The copy has to match the records word for word and include no pictures.

● MATERIAL PROVIDED

-------------------------

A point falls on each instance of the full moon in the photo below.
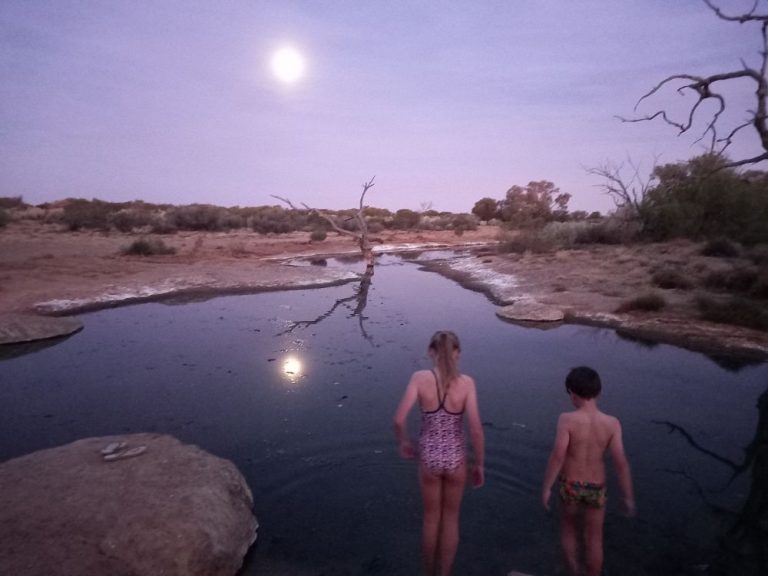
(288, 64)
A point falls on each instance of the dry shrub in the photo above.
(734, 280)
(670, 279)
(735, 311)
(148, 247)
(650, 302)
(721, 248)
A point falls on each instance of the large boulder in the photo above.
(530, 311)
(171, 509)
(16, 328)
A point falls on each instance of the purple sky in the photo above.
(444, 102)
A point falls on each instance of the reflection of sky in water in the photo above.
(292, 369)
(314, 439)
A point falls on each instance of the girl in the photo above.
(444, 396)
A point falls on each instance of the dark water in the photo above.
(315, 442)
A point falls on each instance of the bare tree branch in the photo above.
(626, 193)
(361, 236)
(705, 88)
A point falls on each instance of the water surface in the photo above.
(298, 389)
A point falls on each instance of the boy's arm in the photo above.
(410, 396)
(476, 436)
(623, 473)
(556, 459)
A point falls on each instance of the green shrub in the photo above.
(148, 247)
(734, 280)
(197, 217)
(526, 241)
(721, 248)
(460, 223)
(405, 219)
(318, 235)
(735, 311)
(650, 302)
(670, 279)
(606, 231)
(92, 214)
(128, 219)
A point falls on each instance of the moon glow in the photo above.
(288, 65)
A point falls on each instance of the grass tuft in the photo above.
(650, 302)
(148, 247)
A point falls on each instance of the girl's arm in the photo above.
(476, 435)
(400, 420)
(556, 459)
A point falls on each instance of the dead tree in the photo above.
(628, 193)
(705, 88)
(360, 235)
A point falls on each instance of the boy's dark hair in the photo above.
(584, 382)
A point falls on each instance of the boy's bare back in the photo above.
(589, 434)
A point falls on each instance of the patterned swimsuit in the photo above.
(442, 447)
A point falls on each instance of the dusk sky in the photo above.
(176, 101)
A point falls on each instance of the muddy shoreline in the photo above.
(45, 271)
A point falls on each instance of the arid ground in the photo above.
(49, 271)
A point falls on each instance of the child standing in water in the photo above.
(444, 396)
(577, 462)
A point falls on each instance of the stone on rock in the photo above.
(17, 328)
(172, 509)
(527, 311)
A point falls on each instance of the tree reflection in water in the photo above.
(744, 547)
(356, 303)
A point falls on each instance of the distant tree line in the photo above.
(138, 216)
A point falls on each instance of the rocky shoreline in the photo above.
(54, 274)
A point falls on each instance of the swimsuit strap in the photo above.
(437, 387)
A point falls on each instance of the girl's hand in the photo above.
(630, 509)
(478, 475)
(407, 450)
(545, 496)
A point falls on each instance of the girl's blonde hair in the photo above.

-------------------------

● SOLUTION TO THIS EXERCISE
A point falls on each instance of the full moon in the photo below.
(288, 64)
A point falls on each instance of the dry shrub in the photo above.
(734, 280)
(670, 279)
(735, 311)
(148, 247)
(650, 302)
(721, 248)
A point falls on each instance of the large boulder in the photo above.
(530, 311)
(171, 509)
(16, 328)
A point falls on each instance of the purple sky in the photo above.
(444, 102)
A point falls on each instance of the reflection of sky in water in the photo above.
(292, 369)
(314, 439)
A point falls on each instance of the girl in the photo above.
(444, 396)
A point falls on each instance of the dark water in the photo above.
(315, 442)
A point falls on each instance of the bare tree branch in the photo above.
(626, 193)
(361, 236)
(705, 88)
A point falls on each instance of the water surface in the photo above.
(298, 389)
A point falls on each instance of the boy's arm in the photo above.
(410, 396)
(476, 436)
(623, 473)
(556, 459)
A point falls on each instance of the green shrub in the photo above.
(148, 247)
(734, 280)
(197, 217)
(526, 241)
(721, 248)
(460, 223)
(405, 219)
(318, 235)
(735, 311)
(650, 302)
(670, 279)
(606, 231)
(92, 214)
(128, 219)
A point falls on each instance of the moon glow in the photo above.
(288, 65)
A point falls on each instance of the grass tuft in the photo above.
(650, 302)
(148, 247)
A point falls on each instance of the girl's arm in the photo above.
(476, 435)
(400, 420)
(556, 459)
A point falls on each instance of the dead tree in the photo above.
(628, 193)
(705, 88)
(360, 235)
A point falls on each instance of the boy's dark hair in the photo above.
(584, 382)
A point falls on each instance of the boy's bare back in the photo above.
(589, 434)
A point falls on each instance of the patterned swimsuit in the photo above.
(442, 447)
A point falls on each instance of the dusk sky in the photo above.
(176, 101)
A point falls on each instance of the muddy shoreline in the photo above.
(45, 271)
A point falls on each instance of the arid ground in the photo above.
(49, 271)
A point falls on each instance of the child standing in water in the photo above.
(444, 396)
(577, 462)
A point falls on each instance of the stone on rock in the photo above.
(17, 328)
(172, 509)
(527, 311)
A point falls on each instance of the tree reflection in water in the photo above.
(744, 547)
(356, 303)
A point falls on each instance of the distant tree line in the photo above.
(138, 216)
A point falls on each instance of the rocky shoreline in the photo above.
(54, 274)
A point falls on each instance of the swimsuit strap in the photo above.
(437, 387)
A point falls on each instance of the girl's hand in the photo above.
(630, 509)
(478, 475)
(407, 450)
(545, 496)
A point falls on each instance of the girl's blonde hair in the photo above.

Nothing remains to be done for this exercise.